(Goal of the exercise):
The expected result is the run of lines from the one containing "Coach wants every sunflower" to the end of the listing, copied exactly.

(Task inputs):
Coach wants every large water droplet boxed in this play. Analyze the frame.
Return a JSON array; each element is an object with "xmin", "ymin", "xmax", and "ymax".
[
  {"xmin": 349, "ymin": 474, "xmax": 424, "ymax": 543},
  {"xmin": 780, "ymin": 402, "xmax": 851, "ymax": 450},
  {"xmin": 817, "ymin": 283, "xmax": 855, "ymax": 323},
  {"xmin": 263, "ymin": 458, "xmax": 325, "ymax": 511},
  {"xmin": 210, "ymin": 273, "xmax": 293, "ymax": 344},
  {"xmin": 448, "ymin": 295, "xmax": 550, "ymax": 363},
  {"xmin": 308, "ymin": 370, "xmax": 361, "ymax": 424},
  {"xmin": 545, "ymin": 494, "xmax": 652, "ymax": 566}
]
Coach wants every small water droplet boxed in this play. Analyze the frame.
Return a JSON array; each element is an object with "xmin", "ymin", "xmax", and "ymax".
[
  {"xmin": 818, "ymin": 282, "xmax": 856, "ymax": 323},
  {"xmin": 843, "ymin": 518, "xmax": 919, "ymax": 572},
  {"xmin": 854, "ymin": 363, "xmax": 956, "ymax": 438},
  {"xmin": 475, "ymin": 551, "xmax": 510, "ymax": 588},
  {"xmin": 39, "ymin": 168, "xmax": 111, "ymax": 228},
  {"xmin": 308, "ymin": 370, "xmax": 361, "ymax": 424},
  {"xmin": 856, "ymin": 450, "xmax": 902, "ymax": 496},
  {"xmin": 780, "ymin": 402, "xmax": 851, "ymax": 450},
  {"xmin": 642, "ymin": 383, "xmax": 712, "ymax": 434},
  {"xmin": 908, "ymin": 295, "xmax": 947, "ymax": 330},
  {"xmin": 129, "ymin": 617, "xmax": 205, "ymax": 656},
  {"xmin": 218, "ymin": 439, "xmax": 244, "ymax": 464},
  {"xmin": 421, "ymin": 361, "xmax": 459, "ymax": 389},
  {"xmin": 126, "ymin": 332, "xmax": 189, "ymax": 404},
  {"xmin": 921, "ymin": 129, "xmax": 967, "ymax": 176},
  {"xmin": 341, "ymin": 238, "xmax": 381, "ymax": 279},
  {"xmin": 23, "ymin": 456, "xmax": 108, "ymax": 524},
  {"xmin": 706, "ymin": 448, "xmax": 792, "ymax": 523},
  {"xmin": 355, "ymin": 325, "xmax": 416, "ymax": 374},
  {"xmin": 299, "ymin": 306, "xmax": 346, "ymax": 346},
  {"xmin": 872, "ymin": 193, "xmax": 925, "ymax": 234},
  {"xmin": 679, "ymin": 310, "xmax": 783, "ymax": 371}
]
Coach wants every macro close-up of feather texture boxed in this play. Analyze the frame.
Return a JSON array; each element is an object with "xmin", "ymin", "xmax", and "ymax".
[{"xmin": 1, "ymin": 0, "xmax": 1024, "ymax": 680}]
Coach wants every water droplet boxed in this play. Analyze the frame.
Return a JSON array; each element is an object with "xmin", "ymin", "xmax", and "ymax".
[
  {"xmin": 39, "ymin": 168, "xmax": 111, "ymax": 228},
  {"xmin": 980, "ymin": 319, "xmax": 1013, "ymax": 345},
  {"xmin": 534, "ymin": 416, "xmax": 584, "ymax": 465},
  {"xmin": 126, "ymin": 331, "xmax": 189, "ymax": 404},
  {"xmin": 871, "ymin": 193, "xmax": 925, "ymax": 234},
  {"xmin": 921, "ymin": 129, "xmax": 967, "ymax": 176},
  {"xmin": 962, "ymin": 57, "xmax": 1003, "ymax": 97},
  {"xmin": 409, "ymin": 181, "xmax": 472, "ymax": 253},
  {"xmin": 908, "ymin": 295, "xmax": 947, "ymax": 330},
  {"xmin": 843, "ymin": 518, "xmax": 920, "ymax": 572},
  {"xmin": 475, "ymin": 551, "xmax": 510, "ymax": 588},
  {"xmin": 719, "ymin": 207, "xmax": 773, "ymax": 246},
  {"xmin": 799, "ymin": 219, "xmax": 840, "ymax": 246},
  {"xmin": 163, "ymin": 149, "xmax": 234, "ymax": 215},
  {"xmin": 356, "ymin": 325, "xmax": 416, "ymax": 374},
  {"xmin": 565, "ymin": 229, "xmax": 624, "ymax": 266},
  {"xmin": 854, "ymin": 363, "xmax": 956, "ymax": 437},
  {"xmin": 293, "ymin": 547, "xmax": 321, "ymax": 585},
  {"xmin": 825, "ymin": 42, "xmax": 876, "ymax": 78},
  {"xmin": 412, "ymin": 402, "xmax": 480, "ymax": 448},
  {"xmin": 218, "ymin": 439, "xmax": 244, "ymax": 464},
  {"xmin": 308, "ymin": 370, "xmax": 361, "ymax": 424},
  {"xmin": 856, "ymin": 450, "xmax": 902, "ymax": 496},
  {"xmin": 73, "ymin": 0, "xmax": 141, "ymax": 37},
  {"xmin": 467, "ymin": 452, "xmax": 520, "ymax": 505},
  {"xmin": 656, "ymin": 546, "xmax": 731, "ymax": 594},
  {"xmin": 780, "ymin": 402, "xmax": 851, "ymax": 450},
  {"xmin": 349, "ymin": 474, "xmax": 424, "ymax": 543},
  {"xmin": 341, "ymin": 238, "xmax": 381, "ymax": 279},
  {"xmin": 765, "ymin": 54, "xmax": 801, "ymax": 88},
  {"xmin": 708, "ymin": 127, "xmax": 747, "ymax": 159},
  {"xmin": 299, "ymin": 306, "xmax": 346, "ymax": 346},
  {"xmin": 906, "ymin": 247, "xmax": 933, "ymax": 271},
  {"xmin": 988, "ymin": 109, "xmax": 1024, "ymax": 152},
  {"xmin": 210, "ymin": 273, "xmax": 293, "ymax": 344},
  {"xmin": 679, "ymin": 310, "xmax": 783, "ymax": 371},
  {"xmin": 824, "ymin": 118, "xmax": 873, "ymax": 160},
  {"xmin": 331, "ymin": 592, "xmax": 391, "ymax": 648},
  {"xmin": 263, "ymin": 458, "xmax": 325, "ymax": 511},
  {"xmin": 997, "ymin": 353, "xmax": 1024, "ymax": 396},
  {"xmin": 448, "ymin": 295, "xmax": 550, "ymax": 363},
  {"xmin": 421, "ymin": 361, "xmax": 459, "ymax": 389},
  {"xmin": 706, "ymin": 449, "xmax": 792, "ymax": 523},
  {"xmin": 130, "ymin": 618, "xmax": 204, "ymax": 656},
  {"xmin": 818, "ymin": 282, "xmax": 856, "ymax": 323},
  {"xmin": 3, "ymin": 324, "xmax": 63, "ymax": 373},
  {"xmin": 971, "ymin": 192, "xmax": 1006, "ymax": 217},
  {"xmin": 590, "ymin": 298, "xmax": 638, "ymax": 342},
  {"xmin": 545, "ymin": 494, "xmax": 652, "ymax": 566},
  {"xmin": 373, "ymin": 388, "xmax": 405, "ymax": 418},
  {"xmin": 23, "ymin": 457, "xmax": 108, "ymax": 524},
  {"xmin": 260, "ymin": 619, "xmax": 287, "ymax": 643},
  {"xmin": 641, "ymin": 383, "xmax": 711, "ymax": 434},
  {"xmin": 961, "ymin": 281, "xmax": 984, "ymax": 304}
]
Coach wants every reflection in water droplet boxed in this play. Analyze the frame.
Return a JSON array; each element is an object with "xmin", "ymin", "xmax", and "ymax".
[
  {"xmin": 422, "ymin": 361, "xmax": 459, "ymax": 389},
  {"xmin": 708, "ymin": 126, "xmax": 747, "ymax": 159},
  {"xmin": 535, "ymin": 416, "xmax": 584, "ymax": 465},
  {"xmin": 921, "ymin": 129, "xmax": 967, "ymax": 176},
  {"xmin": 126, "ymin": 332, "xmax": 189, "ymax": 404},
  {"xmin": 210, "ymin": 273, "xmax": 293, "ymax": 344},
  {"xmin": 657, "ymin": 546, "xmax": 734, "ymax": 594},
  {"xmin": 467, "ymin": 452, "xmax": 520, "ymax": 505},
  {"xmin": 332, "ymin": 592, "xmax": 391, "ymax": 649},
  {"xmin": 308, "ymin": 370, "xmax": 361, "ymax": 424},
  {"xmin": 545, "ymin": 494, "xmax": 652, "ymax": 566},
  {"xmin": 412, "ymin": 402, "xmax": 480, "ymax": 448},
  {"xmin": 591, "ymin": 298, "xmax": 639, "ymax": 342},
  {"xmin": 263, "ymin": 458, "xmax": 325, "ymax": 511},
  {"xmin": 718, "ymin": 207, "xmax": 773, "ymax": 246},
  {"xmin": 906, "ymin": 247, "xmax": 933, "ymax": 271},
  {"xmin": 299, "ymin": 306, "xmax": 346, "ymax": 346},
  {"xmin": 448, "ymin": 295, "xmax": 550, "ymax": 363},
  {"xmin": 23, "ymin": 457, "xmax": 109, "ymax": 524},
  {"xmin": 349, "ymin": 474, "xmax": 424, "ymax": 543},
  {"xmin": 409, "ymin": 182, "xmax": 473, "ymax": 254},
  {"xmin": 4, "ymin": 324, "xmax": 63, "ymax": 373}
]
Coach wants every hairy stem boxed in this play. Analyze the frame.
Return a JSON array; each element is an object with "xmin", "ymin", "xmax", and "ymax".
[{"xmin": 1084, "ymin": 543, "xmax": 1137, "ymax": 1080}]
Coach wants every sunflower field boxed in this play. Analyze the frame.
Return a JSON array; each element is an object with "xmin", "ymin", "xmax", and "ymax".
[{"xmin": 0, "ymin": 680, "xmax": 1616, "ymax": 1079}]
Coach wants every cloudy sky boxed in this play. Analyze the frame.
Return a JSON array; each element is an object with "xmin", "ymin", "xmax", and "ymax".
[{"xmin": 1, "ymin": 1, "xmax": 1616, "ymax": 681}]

(Exercise output):
Coach wants every sunflower field boxed in this play. Analyze the frame.
Return a JSON array; each element is an object with "xmin", "ymin", "xmax", and "ymax".
[{"xmin": 0, "ymin": 680, "xmax": 1616, "ymax": 1079}]
Coach wants every cloudy sky boxed in this play. Analyze the frame.
Return a JSON array; each element is an object with "xmin", "ymin", "xmax", and "ymax".
[{"xmin": 1, "ymin": 1, "xmax": 1616, "ymax": 681}]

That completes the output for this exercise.